_WORK TO COMPLETE_: Reproduce, word for word, every line starting at the line that contains "One keypoint belongs on each instance. Indicate the tall white" and ending with the final line of the entries.

_RECORDS SHOWN_:
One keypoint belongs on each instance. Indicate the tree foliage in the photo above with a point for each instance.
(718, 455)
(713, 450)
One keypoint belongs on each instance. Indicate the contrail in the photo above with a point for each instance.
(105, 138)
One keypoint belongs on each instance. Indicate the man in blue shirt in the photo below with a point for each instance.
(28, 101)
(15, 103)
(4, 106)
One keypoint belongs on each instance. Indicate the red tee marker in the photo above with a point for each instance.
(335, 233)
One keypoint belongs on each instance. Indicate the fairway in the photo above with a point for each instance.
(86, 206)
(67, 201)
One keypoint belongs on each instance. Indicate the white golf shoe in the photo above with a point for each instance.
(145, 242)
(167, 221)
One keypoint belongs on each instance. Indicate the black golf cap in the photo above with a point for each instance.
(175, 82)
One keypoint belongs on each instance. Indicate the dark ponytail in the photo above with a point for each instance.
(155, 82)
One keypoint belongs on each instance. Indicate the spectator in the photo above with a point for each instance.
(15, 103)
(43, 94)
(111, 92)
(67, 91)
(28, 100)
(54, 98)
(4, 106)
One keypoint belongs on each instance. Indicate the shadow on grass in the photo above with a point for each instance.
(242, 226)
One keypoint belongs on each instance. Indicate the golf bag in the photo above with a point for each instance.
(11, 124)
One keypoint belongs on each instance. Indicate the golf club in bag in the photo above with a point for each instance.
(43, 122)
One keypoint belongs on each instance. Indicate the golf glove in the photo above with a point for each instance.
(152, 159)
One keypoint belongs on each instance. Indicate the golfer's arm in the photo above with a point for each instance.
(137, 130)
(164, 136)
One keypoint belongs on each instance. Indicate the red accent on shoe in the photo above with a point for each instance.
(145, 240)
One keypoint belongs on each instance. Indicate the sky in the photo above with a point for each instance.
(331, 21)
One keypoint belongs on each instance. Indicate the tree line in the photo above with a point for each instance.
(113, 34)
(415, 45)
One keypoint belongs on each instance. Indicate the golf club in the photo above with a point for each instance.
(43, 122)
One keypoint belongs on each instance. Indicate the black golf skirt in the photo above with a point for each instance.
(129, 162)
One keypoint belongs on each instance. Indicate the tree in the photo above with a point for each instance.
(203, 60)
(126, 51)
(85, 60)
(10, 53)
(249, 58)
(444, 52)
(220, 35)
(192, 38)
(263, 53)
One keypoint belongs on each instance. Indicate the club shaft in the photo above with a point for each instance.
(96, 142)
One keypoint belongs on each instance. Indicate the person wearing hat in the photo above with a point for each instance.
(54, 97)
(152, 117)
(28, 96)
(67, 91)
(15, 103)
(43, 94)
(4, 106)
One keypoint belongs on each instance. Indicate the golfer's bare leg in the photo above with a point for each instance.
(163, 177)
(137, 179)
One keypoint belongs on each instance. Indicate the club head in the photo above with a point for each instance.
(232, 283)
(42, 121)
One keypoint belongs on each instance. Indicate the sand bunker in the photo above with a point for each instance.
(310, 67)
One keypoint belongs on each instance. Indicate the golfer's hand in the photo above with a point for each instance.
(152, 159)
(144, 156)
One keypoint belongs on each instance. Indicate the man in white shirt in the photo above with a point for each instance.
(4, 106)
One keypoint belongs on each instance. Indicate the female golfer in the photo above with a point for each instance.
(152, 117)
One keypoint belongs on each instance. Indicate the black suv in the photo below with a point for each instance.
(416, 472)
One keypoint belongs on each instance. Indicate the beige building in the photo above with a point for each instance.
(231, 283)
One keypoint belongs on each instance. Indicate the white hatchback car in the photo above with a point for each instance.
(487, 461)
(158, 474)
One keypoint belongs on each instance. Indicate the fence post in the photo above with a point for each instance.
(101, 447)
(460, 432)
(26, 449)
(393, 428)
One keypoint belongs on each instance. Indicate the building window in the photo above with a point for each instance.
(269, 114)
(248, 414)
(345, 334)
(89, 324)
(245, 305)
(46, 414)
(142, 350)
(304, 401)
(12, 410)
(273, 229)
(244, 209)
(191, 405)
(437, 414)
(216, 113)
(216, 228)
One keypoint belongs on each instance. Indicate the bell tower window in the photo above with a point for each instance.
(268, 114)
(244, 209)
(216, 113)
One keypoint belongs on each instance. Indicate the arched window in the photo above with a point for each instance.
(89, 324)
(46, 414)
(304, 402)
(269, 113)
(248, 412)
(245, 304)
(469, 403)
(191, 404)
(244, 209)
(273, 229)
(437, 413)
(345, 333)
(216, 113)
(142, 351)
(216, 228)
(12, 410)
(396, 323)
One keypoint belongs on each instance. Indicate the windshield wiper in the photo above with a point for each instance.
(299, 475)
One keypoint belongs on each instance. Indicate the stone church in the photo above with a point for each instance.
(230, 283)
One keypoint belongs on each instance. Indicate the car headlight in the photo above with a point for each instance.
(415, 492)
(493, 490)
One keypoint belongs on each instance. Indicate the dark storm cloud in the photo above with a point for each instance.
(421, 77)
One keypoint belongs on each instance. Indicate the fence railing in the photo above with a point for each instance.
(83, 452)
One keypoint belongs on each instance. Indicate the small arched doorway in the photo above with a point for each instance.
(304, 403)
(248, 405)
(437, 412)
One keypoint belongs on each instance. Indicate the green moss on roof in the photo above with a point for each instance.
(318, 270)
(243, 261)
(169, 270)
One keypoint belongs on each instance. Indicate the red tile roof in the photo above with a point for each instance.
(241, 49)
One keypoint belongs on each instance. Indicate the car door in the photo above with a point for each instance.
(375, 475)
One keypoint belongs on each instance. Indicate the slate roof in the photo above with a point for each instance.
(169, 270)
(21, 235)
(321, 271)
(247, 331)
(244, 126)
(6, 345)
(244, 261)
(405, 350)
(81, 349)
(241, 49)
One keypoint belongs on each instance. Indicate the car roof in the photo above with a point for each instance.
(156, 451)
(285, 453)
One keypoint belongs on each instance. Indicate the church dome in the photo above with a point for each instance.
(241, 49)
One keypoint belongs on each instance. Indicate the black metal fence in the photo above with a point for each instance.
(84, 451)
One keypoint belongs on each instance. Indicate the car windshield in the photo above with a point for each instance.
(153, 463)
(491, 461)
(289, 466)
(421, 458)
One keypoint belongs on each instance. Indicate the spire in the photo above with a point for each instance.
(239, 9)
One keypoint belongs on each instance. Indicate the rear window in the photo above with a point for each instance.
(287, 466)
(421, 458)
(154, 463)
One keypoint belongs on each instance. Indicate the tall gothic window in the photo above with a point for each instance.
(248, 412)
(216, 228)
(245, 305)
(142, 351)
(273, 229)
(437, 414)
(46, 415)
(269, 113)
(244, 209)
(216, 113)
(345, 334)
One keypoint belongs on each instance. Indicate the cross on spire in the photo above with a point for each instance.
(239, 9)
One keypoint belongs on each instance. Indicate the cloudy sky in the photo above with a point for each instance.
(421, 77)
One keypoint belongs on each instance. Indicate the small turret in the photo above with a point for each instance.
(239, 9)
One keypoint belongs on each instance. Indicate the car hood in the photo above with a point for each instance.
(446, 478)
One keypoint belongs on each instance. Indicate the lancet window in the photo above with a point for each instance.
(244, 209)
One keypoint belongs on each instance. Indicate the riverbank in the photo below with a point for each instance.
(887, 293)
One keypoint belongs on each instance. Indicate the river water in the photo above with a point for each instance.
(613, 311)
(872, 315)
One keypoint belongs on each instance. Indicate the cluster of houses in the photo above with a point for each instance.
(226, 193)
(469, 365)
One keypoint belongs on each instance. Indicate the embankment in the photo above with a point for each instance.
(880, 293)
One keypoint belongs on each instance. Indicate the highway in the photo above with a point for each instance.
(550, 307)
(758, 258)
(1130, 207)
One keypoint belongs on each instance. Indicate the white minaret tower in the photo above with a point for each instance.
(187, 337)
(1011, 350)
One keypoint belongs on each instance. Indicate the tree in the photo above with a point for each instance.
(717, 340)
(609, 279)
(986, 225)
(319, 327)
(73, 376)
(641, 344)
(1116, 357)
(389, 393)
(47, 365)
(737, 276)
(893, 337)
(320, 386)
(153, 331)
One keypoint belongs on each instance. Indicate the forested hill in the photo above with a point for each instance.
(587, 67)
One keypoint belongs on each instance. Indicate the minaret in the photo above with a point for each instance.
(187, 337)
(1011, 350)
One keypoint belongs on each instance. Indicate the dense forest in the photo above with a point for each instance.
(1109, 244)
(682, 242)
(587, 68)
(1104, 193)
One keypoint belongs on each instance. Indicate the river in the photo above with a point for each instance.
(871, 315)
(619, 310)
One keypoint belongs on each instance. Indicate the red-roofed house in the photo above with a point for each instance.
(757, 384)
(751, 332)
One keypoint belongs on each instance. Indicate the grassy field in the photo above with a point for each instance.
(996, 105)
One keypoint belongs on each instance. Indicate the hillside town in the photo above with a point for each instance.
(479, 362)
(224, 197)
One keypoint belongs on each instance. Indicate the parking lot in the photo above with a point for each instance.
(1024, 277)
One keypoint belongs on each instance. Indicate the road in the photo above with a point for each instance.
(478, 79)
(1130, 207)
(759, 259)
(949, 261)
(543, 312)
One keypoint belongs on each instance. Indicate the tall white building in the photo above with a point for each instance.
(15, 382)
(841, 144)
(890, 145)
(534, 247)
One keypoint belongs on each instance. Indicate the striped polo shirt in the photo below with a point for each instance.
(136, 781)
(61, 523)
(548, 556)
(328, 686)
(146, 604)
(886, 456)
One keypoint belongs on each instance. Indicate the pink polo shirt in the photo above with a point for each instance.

_WRITTEN ANSWER_:
One keypoint belongs on each instance. Indicate the tall white building in the photo above with a point for each instance.
(15, 382)
(841, 144)
(890, 145)
(534, 247)
One keypoint belongs on each instance. Indicate the striped polo shirt in the photo below with a point for each instance.
(136, 781)
(61, 523)
(548, 556)
(328, 686)
(146, 604)
(886, 456)
One keypoint belongs on each instance. Indicate the pink polo shirt in the photo above with a point for each instance.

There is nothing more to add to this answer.